-- Kutipan Halaman --
Menetapkan Batasan Ketika Membantu Orang Lain

Setiap orang pasti pernah mengalami pergantian fase hidup. Misalnya, jaman dulu remaja ababil dan pecicilan, setelah menikah jadi lebih dewasa, setelah mengalami banyak kepahitan hidup lalu menjadi bijaksana, dan seterusnya. Setiap orang mengalami fase hidup yang berbeda-beda, baik waktunya, durasinya maupun ragam perubahannya. Inilah yang membuat hidup terasa semakin hidup, karena ada rasa asam, pahit, asin, tawar hingga manis yang akan kita rasakan.

Buat saya sendiri, saya pernah berada di fase kehidupan sebagai "penyelamat semua orang". Maksudnya, saya pernah berada di tahapan kehidupan dimana saya merasa bahwa saya bisa selalu membantu memecahkan masalah orang lain. Saya rasa ini adalah konsekuensi dari jiwa saya yang altruistik, alias cenderung untuk mementingkan orang lain.

Bukan berarti saya tidak bisa memikirkan diri saya sendiri atau orang-orang terdekat saya saja. Tetapi sesekali waktu, pemikiran dan anggapan tersebut hinggap di benak saya, dan membuat saya selalu siap mendengarkan masalah orang lain dan berusaha mencari solusi untuk memecahkannya.

Akibatnya, dulu saya adalah sasaran empuk bagi para orang bermasalah yang ingin curhat. Saya pun dengan senang hati membuka diri terhadap masalah mereka, dan saya pun aktif memberikan alternatif solusi bagi masalah mereka.

Fase hidup saya inilah yang akhirnya menyadarkan saya akan beberapa hal, yaitu:

1. Mayoritas mereka yang curhat, bukanlah mencari solusi melainkan benar-benar hanya ingin meringankan beban batin mereka. Dengan beban batin yang besar, sangat logis jika mereka agak resisten dan agak enggan melaksanakan resep solusi yang saya ajukan, karena untuk menjalani resep dan solusi tersebut, membutuhkan kekuatan besar tersendiri. Sedangkan kekuatan mereka yang sedang mengalami masalah, justru sudah banyak terkuras dengan masalah yang sedang mereka hadapi.

-- Daftar Tugas --
A - Menurut kutipan halaman tentang menetapkan batasan saat membantu orang lain, apa arti sifat altruistik?
B - Sebutkan semua rasa yang, menurut kutipan halaman tentang menetapkan batasan, membuat hidup terasa semakin hidup.
C - Teruskan tulisan tentang menetapkan batasan ketika membantu orang lain, dimulai setelah kalimat terakhirnya.

-- Data yang Disediakan --
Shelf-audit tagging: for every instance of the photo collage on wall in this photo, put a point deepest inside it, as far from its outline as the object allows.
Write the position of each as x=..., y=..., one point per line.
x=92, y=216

-- Jawaban yang Diharapkan --
A - Sifat altruistik berarti cenderung mementingkan orang lain.

B - Asam, pahit, asin, tawar, dan manis.

C -
2. Mereka yang bermasalah dan kemudian curhat, tidak selalu akan menjadikan kita sahabat mereka seumur hidup. Beberapa dari mereka akan kembali ke kehidupan normal mereka setelah berhasil memecahkan masalah, dan beberapa lagi lainnya akan menjadi sahabat kita. Sedari dulu, saya tidak masalah dengan realitas ini, karena toh pada dasarnya saya adalah orang yang soliter dan menikmati kesendirian di mana saja. Sehingga apakah orang-orang tersebut meninggalkan saya atau tetap bersama saya, sesungguhnya tidak mengubah karakter dasar saya yang soliter tersebut. Tidak ada beban sama sekali.

3. Dalam beberapa kasus yang cukup berat, misalnya ketika kita membantu orang lain untuk menghadapi masalah rumahtangga mereka, selalu terbuka kemungkinan mereka menjadi nyaman dan "terbiasa" dengan kita. Interaksi & komunikasi yang tadinya direncanakan berjalan formal, lama kelamaan bisa menjadi hubungan pribadi.

Nah, kali ini saya akan membahas poin nomor 3.

Saya pernah berada di fase kehidupan yang ingin membantu siapa saja dalam menghadapi masalah hidup mereka, termasuk mereka yang bermasalah dalam kehidupan rumahtangga mereka. Realitas ini lebih "diperparah" dengan kenyataan bahwa mayoritas kawan saya adalah perempuan. Komplit lah ya, ha ha ha...

Singkat kata, dalam perjalanan saya menjadi "konsultan gratisan" tersebut, saya pernah beberapa kali "tersandung" dalam hubungan pribadi yang tidak sehat dengan sejumlah perempuan yang kehidupan pribadinya dan rumahtangganya sedang bermasalah. Mengapa saya katakan tidak sehat? Ada tiga sebabnya, yaitu:

A. Interaksi tersebut timbul karena satu pihak sedang mengalami masalah. Pada prinsipnya, tidak ada yang salah dengan berkawan bersama orang yang sedang mengalami masalah. Namun interaksi ini akan menjadi masalah tatkala timbul masalah baru akibat kita membantu menyelesaikan masalah orang tersebut. Tentunya ini berlawanan dengan semboyan Perum Pegadaian: menyelesaikan masalah tanpa masalah.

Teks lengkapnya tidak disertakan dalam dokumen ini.